WHAT IS BEING ASKED
Would you please repeat the data exactly as given?

EXERCISE DATA
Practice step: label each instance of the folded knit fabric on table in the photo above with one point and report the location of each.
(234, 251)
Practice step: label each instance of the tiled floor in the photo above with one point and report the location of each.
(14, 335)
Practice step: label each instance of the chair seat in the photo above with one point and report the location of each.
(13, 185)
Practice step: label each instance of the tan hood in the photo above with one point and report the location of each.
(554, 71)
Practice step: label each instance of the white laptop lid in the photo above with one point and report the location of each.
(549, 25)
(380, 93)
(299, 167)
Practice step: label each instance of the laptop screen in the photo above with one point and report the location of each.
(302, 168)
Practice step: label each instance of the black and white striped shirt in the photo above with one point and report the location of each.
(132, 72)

EXERCISE OUTPUT
Practice step: label each instance of the folded knit fabric on table in the photo above with one point and report the location of each.
(234, 251)
Practice step: label each instance of the tiled floor in the photo above with one point and report the location of each.
(14, 335)
Practice step: label each instance of the chair seat in the photo above with one point and report the location of each.
(13, 185)
Practice step: label each instance of the tan hood in the photo above with one point and report the location of each.
(554, 71)
Practice step: label each instance of the white laptop lid in the photo above with one point and report the location of each.
(549, 25)
(380, 93)
(299, 167)
Practice step: label each instance of the laptop screen in the photo above with one point and report the location of each.
(302, 168)
Practice step: label each instance of the black and white striped shirt in the photo above with one point and report the location of each.
(132, 72)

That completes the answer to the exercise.